JOHANNESBURG: Former South African President and anti-apartheid leader is breathing by medical life support machine, his daughter has said, adding that his father’s condition is ‘perilous.’
“He is assisted in breathing by a life support machine… the anticipation of his impending death is based on real and substantial grounds,” Makaziwe Mandela, the eldest daughter of Nelson Mandela, said on Wednesday.
Some members of Mandela’s family including Makaziwe, his wife, Graca Machel, and 14 other relatives submitted documents to the Eastern Cape High Court as part of an ongoing dispute within the family over where the anti-apartheid leader should be buried.
The papers say Mandela’s “perilous” breathing situation has lasted at least six days and his condition has been “critical” since June 23.
South African officials have neither confirmed nor denied whether Mandela is on life-support condition.
The 94-year-old icon was taken to hospital for a lung infection. His lung troubles date from his 27 years in prison.
Nelson Mandela, who led the country to democracy in 1994, left office in 1999 after serving one term as South Africa’s president. Seen as South Africa’s moral compass, the highly revered leader announced his retirement from public life in 2004, but continued to make a number of public appearances.
Mandela has received more than 250 awards over four decades, including the 1993 Nobel Peace Prize.

> _Dataset extract_:
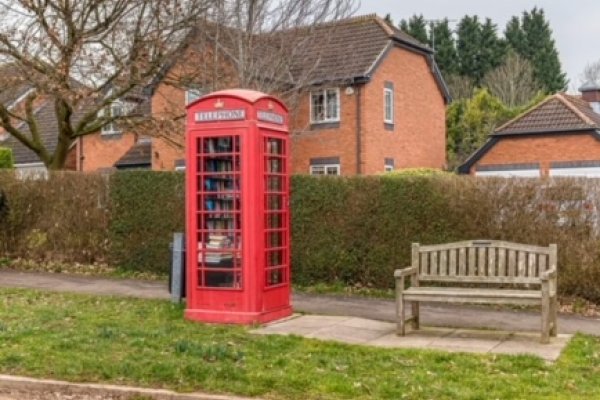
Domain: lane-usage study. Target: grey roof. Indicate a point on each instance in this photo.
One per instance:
(560, 112)
(138, 156)
(340, 51)
(48, 128)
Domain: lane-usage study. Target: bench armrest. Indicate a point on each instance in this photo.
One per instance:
(547, 275)
(401, 273)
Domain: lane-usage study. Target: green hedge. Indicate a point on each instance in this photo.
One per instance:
(62, 218)
(146, 208)
(350, 230)
(358, 230)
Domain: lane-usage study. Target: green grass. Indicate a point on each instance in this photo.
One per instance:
(340, 289)
(148, 343)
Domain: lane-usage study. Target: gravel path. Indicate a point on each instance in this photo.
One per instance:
(21, 395)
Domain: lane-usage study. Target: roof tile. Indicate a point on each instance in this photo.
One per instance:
(560, 112)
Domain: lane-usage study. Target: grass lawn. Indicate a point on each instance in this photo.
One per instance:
(147, 343)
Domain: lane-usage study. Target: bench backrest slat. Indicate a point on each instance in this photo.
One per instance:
(483, 261)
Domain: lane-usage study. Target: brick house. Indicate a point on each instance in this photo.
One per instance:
(376, 102)
(373, 100)
(13, 97)
(558, 137)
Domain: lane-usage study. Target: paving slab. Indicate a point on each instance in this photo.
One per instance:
(382, 334)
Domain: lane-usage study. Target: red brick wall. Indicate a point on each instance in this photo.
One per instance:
(310, 143)
(419, 136)
(543, 150)
(103, 152)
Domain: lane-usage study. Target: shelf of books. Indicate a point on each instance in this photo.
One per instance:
(219, 212)
(276, 217)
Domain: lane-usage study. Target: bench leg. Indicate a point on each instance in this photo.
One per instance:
(546, 305)
(553, 316)
(401, 317)
(416, 318)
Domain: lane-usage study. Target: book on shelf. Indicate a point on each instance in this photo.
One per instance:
(220, 185)
(219, 165)
(220, 224)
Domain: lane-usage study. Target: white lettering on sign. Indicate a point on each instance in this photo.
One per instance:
(220, 115)
(269, 116)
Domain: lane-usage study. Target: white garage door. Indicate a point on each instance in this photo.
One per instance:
(588, 172)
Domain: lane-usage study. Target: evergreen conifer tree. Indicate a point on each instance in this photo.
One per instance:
(445, 47)
(532, 39)
(416, 27)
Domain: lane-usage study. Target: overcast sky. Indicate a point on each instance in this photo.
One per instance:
(576, 23)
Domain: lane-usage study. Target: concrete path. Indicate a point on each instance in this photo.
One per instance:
(382, 310)
(382, 334)
(22, 388)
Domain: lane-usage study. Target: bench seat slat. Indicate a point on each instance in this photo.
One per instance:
(487, 243)
(474, 292)
(480, 296)
(481, 279)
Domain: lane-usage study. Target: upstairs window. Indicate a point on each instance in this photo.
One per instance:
(325, 106)
(332, 169)
(115, 110)
(388, 106)
(389, 165)
(325, 166)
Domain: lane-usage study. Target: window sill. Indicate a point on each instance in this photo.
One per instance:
(111, 135)
(324, 125)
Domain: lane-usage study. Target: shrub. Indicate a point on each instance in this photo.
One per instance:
(353, 231)
(63, 218)
(146, 208)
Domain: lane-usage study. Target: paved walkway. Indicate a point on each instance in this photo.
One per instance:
(381, 310)
(383, 334)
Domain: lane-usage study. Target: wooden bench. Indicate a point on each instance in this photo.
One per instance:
(480, 272)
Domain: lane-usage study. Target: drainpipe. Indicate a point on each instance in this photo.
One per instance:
(358, 130)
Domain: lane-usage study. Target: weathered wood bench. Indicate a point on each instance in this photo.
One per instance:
(480, 272)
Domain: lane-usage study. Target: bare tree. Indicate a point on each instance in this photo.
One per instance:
(513, 82)
(71, 52)
(268, 45)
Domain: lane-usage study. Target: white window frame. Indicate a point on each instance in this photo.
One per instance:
(325, 167)
(192, 94)
(324, 93)
(111, 128)
(386, 92)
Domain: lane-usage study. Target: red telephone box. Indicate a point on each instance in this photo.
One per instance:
(238, 220)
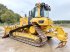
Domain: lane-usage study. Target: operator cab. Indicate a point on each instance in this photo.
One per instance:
(44, 10)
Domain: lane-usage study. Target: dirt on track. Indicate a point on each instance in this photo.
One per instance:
(10, 45)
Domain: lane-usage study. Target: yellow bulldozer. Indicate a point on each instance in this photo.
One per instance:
(37, 28)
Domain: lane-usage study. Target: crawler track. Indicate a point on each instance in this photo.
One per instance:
(26, 40)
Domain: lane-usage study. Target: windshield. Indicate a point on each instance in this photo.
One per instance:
(43, 12)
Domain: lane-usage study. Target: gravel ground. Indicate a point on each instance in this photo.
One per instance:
(10, 45)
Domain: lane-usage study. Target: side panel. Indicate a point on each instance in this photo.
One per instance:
(23, 21)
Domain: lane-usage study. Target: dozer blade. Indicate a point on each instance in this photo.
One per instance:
(5, 36)
(41, 35)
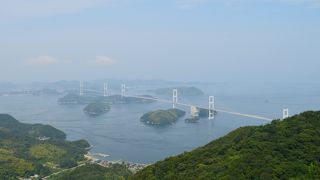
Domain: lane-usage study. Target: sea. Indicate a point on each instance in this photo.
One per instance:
(122, 136)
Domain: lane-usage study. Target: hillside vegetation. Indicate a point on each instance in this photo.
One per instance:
(28, 149)
(288, 149)
(94, 171)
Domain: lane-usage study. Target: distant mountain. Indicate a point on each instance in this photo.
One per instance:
(288, 149)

> _Work instructions_:
In the news report on Nelson Mandela, since what date have the court papers said his condition has been "critical"?

> _Answer to this exercise_:
Since June 23.